What this task involves. Transcribe exactly, leaving out pictures, the lines from the one that holds "Locate the glossy" through the end of the data below, including both end lines and no others.

══════════════════════════════

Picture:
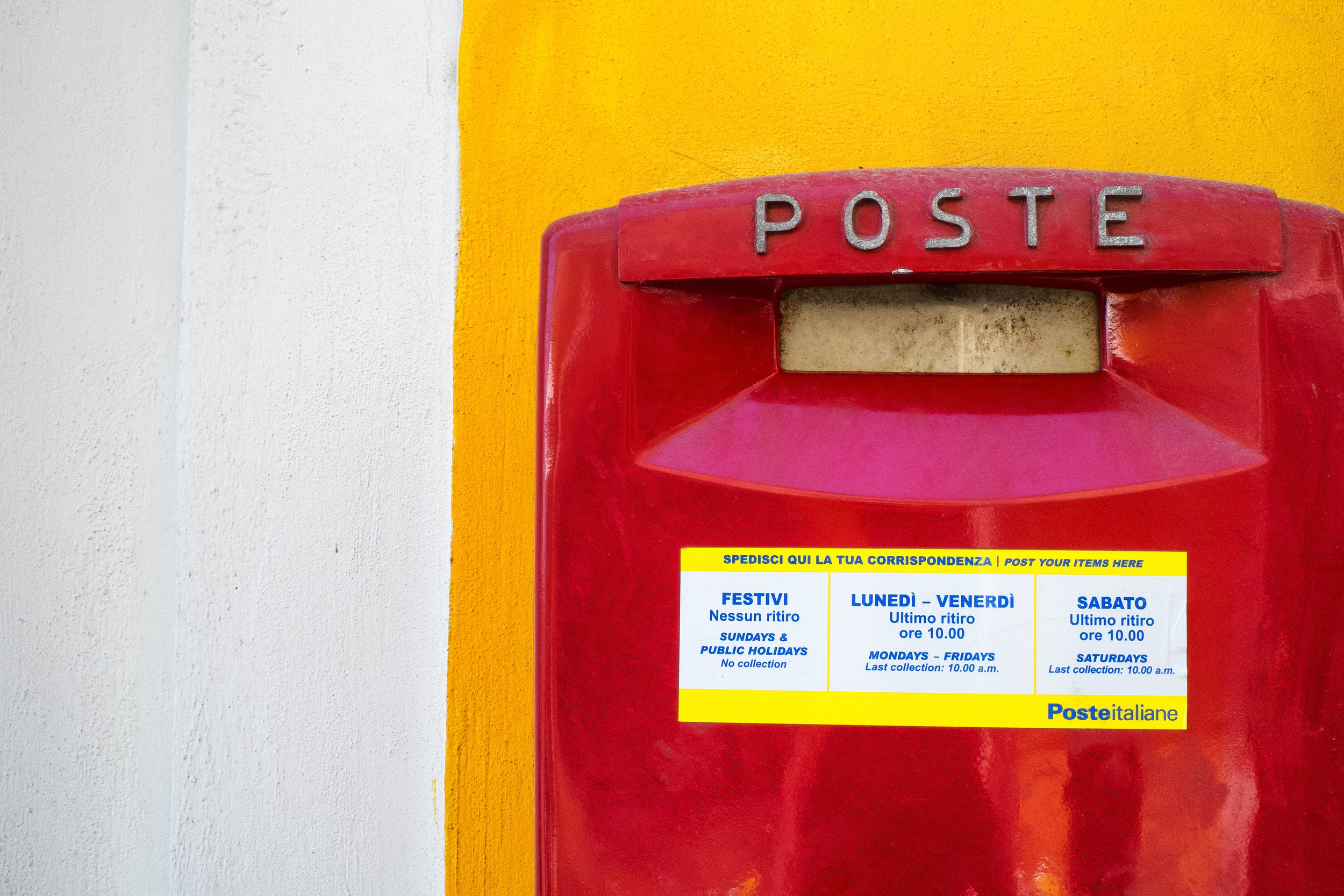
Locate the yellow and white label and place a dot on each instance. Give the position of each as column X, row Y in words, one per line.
column 933, row 637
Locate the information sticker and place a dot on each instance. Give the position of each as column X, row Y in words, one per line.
column 933, row 637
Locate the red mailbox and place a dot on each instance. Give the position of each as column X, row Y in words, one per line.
column 941, row 531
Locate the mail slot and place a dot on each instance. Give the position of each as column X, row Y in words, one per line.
column 941, row 531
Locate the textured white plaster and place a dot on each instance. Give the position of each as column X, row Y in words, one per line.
column 92, row 105
column 315, row 436
column 226, row 270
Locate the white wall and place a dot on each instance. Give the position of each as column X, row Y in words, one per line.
column 226, row 264
column 92, row 105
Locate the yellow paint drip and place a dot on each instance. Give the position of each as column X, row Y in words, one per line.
column 569, row 106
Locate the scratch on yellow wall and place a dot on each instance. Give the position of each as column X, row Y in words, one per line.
column 568, row 106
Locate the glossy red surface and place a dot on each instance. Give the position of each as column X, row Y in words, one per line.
column 1216, row 428
column 1189, row 225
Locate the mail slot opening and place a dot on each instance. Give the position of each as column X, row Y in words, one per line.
column 940, row 328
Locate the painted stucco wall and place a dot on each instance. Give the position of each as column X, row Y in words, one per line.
column 92, row 112
column 568, row 108
column 227, row 234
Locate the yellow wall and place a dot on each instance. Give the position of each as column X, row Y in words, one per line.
column 569, row 106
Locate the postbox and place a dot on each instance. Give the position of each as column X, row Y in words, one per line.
column 949, row 531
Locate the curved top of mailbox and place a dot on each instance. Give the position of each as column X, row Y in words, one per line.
column 948, row 221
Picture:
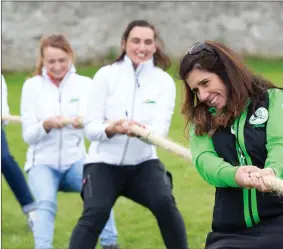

══════════════════════════════

Output.
Locate the glossy red surface and place a dot on each instance. Give the position of each as column X, row Y in words, one per line.
column 1216, row 428
column 1189, row 225
Locate the mail slot opening and place a dot on each instance. Give the position of each as column X, row Y in words, one per line.
column 940, row 328
Locate the painted stucco wall and place a dot on each instance. Give the position of each as column X, row Y in words, one per line.
column 92, row 112
column 568, row 108
column 227, row 234
Locate the yellow wall and place a dot on each instance. Give the position of each as column X, row Y in words, one per line.
column 569, row 106
Locate the postbox and place a dot on each instance. Give the position of each as column X, row Y in words, one per line.
column 949, row 531
Locate the curved top of mailbox and place a dot on each instance. Give the position of each as column X, row Y in words, one per line.
column 948, row 221
Picture:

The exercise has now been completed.